(Rows from the dataset)
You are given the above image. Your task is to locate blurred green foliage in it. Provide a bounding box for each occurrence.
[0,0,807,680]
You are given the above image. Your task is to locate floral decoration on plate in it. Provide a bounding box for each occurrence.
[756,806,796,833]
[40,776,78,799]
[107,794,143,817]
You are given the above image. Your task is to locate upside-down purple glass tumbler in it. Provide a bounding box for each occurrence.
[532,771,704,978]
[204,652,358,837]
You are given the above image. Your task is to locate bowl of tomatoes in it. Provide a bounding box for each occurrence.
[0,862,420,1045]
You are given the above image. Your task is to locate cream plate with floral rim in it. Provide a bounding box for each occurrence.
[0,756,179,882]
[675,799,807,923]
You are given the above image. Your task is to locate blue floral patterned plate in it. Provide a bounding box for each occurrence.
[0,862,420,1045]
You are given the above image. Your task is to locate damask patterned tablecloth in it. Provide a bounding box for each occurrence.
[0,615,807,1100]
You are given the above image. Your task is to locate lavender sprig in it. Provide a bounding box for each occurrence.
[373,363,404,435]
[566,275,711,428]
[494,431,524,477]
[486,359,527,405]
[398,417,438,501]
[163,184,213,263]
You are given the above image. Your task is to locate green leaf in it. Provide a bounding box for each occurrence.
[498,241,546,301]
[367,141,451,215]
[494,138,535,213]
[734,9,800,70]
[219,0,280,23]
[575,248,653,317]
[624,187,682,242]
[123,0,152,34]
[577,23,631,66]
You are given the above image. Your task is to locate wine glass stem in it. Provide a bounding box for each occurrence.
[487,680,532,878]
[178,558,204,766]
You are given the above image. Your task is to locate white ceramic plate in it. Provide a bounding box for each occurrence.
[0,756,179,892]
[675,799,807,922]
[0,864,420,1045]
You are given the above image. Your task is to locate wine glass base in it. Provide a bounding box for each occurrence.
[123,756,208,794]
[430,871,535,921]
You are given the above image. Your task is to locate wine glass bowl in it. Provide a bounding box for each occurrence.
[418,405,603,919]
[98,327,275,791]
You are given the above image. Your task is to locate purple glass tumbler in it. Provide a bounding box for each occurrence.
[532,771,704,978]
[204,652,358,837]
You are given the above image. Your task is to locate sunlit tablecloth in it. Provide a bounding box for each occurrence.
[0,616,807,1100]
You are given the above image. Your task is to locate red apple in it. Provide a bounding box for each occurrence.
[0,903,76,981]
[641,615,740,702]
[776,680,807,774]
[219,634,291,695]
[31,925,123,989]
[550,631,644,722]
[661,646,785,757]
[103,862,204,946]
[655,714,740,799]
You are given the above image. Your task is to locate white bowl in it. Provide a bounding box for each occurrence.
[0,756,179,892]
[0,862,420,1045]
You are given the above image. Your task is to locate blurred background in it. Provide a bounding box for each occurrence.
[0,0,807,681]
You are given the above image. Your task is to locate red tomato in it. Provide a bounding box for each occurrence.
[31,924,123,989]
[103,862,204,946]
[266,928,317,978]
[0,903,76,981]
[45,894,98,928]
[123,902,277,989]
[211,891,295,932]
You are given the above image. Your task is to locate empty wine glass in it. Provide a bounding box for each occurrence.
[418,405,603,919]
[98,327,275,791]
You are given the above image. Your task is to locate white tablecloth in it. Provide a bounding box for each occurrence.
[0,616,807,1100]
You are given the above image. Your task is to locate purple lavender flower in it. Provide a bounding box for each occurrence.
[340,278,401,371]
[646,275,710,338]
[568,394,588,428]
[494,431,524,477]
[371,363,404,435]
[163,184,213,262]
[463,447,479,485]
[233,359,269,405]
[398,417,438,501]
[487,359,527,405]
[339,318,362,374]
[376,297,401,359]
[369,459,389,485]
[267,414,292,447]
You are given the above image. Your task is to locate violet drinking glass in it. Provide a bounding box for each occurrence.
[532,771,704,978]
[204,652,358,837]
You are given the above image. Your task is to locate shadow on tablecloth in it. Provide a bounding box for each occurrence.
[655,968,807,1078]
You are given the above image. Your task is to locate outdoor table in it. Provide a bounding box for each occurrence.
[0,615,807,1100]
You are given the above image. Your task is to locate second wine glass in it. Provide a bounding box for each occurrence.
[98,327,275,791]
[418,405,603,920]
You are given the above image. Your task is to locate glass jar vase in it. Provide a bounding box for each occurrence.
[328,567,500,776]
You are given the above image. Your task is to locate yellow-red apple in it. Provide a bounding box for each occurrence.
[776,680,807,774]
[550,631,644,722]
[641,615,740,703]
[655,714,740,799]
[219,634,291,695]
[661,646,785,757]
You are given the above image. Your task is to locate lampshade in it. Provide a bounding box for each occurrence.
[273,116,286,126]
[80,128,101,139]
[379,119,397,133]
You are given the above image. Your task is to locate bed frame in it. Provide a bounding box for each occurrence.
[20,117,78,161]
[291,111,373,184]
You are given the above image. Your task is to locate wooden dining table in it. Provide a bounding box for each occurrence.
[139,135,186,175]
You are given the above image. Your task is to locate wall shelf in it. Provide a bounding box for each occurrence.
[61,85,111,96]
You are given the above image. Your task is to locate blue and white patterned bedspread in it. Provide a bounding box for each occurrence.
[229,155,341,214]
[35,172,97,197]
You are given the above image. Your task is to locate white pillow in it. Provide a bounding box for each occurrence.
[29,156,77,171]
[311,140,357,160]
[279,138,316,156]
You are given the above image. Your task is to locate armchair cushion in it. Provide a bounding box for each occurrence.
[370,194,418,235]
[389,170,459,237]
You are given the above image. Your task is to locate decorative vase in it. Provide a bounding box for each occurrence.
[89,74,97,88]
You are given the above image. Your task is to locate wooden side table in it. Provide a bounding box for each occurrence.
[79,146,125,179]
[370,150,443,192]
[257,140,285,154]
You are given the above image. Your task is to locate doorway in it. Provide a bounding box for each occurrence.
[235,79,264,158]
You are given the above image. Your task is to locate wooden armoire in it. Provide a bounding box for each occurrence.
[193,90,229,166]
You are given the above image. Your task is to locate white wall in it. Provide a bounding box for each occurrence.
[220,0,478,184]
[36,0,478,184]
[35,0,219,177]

Stated goal: Rewrite as a numbered list, skipping any blank lines, the lines starting with the one containing "to locate wall" and ending with the one containing "[257,140,285,154]".

Finished task:
1. You are given the above image. Your task is to locate wall shelf in it. Provide a bounding box for each occurrence.
2. [61,85,111,96]
3. You are given the above image. Your task is to locate blue and white patterned bedspread in it. Provide a bounding box for each occurrence.
4. [229,155,341,214]
5. [35,172,97,197]
6. You are given the above image. Your task is to locate white pillow in it. Provide a bounding box for each occurrence.
7. [29,156,77,171]
8. [311,140,357,160]
9. [279,138,316,156]
10. You are given the above image. Your task is to locate armchair cushion in it. Provide a bounding box for each occurrence.
11. [370,194,418,235]
12. [389,170,459,237]
13. You are given the above image. Your task is to locate decorative vase in it. Provide a bounding box for each occurrence.
14. [89,74,97,88]
15. You are given the above image. Your task is to locate wooden side table in it. Provide a bounding box for each occurrence.
16. [79,146,125,179]
17. [370,150,443,192]
18. [257,140,285,154]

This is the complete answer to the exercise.